- TEXT PROVIDED -
Buon voto! <a href="https://t.co/smWsXyOycG">pic.twitter.com/smWsXyOycG</a>
—@EnricoLetta
Meloni's strong showing heartened her allies in Europe, intent on shifting the European Union's politics sharply to the right.
Fellow Euroskeptic politicians on the far-right spectrum were among the first to celebrate. Poland's Prime Minister Mateusz Morawiecki congratulated Meloni in a tweet. French politician Marine Le Pen's party also hailed the result as a "lesson in humility" to the EU.
Santiago Abascal, the leader of Spain's far-right Vox opposition party, celebrated Meloni's lead, tweeting that "millions of Europeans are placing their hopes in Italy." She "has shown the way for a proud and free Europe of sovereign nations that can cooperate on behalf of everybody's security and prosperity."
Meloni's meteoric rise in the European Union's third-largest economy comes at a critical time, as much of the continent reels under soaring energy bills, a repercussion of the war in Ukraine, and the West's resolve to stand united against Russian aggression is being tested. In the last election, in 2018, Meloni's party took 4.4 per cent.
Tabulating paper ballots was expected to last well into Monday morning.
More than one-third of the 50.9 million eligible voters boycotted the balloting. Final turnout was 64 per cent, according to the Interior Ministry. That is far lower than the previous record for low turnout, 73 per cent in 2018's last election.
Meloni didn't make any immediate comment after the exit poll was announced on RAI state TV. But earlier, she tweeted to Italian voters: "Today you can help write history."

- EXERCISE -
Please answer these questions from the election report above.
(a) What share of the vote did Meloni's party take in the 2018 election?
(b) Who leads Spain's Vox party?
(c) What did Marine Le Pen's party call the result?

- SOURCE MATERIAL -
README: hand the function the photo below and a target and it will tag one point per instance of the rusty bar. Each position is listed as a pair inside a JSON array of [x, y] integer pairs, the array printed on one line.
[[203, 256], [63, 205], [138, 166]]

- TASK OUTPUT -
(a) 4.4 per cent
(b) Santiago Abascal
(c) A "lesson in humility" to the EU